_Aufgabe A_. Benenne in den Einträgen im Abschnitt von der Zeile mit „point: eyeglasses“ bis zum Ende der Einträge „lips“ in „mouth“ um. Gib nur diesen Abschnitt wieder und lass alles andere darin unverändert.

_Dokument_.
########################################

2014-06-03 Diskussionsfäden Geert Lovink
Perlentaucher ueber Eurozine:

Im Schweizer Monat unterhalten sich Marc Beise, Frank Schirrmacher und Peter 
Sloterdijk (online gestellt von Eurozine) über die amerikanischen 
Digitalgiganten, und Peter Sloterdijk macht einen etwas überraschenden Punkt, 
als er Frank Schirrmacher zur Idee für ein europäisches Google beglückwünscht, 
als hätte Schirrmacher mit seinen apokalyptischen Visionen nicht kräftig dazu 
beigetragen, jeden Gedanken an digitale Innovationen zu ersticken. Diese 
Haltung kommt nicht von ungefähr: In Europa, so Sloterdijk, haben wir uns 
als Opfer empfunden, als Spielmasse der russisch-amerikanischen Konfrontation, 
und haben Lichterketten gebildet. Damit schafft man aber noch keine Kompetenz; 
es gibt hier ein europäisches Versäumnis, für das wir einen hohen Preis 
bezahlen. Es ist ja nicht so, dass der Computer ausschließlich auf 
amerikanischem Boden entstanden ist. Konrad Zuse hat für seinen genialen 
Computer, den er Ende der vierziger Jahre entwickelt hat, nach 20-jährigem 
Prozess vor dem Deutschen Patentamt eine endgültige Ablehnung seines 
Patentantrages erhalten, mit dem Argument, hier liege ein Produkt von 
mangelnder Erfindungshöhe vor. Das ist ein Ausdruck, den man sich auf der Zunge 
zergehen lassen muss!

########################################

_Aufgabe B_. Führe den Text über das Gespräch zu den amerikanischen Digitalgiganten nach seinem letzten Satz weiter.

########################################

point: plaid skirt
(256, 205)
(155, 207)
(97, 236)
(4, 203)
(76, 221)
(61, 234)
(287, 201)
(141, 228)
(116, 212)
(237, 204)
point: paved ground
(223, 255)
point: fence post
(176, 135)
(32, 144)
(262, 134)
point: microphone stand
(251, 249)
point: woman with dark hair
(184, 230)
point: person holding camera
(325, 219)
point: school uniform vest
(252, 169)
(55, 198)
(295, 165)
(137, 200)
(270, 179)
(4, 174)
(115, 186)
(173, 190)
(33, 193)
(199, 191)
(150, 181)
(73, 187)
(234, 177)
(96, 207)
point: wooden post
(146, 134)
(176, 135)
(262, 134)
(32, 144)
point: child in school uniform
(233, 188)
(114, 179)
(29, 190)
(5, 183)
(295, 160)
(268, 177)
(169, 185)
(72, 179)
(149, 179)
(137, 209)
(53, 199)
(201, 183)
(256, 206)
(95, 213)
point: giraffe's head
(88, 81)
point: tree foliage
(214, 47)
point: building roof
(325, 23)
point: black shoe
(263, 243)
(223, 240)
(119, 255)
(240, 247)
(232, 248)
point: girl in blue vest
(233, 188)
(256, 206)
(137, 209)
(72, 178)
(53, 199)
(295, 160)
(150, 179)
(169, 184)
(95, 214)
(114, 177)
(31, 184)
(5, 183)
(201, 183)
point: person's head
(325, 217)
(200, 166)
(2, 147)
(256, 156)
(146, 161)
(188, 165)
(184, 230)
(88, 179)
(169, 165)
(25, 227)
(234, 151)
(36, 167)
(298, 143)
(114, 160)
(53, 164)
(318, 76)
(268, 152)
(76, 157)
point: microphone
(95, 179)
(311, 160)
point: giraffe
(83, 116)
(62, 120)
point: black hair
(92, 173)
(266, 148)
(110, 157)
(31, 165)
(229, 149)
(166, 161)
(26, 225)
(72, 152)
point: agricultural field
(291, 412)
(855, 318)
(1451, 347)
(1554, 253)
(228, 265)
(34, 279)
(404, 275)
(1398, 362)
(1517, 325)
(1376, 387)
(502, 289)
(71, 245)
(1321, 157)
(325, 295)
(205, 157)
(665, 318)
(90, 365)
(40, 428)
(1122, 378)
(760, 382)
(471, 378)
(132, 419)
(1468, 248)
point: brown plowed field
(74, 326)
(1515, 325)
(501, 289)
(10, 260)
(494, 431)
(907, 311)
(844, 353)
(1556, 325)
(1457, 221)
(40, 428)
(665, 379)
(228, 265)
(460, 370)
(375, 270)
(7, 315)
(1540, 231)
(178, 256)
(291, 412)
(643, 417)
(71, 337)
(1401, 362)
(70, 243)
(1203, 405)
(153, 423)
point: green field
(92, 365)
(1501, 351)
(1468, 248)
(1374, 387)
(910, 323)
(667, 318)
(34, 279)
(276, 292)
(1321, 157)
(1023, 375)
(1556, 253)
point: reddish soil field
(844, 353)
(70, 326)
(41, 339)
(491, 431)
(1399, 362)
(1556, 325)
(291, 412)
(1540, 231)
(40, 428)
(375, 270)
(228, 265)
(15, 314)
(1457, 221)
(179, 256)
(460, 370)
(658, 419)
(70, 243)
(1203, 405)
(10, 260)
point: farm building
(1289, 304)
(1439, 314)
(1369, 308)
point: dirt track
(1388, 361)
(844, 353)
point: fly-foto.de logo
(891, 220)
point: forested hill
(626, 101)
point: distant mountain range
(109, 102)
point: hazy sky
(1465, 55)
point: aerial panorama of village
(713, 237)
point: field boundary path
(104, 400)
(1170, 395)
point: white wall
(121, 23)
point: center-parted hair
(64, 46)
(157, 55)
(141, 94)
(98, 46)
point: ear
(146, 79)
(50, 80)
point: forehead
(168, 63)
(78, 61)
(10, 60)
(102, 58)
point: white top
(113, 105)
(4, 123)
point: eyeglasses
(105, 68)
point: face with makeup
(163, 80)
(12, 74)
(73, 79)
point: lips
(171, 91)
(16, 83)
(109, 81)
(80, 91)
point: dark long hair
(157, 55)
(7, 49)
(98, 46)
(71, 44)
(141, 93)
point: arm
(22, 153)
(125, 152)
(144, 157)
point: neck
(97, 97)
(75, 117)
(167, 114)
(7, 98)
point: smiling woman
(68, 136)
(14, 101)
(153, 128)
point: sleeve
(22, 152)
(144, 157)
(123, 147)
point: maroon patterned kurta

########################################

_Erwartete Ausgabe A_.
point: eyeglasses
(105, 68)
point: face with makeup
(163, 80)
(12, 74)
(73, 79)
point: mouth
(171, 91)
(16, 83)
(109, 81)
(80, 91)
point: dark long hair
(157, 55)
(7, 49)
(98, 46)
(71, 44)
(141, 93)
point: arm
(22, 153)
(125, 152)
(144, 157)
point: neck
(97, 97)
(75, 117)
(167, 114)
(7, 98)
point: smiling woman
(68, 136)
(14, 101)
(153, 128)
point: sleeve
(22, 152)
(144, 157)
(123, 147)
point: maroon patterned kurta

_Erwartete Ausgabe B_.
http://www.eurozine.com/articles/2014-05-28-sloterdijk-de.html#

Außerdem interviewt Geert Lovink in Eurozine die Filmemacherin und Aktivistin 
Astra Taylor, die in ihrem Buch The People's Platform über Internet und 
Kapital schreibt und eine große Lücke ausmacht: Kritisches Denken ist nicht 
auf dem Stand der heutigen Realität mit ihrem vernetzten Kapiatlismus - 
Deleuze' kurzes Postskriptum über die Kontrollgesellschaften ist so ziemlich 
das beste, was man zu diesem Thema bekommen, und er erwähnt nicht einmal 
explizit das Internet.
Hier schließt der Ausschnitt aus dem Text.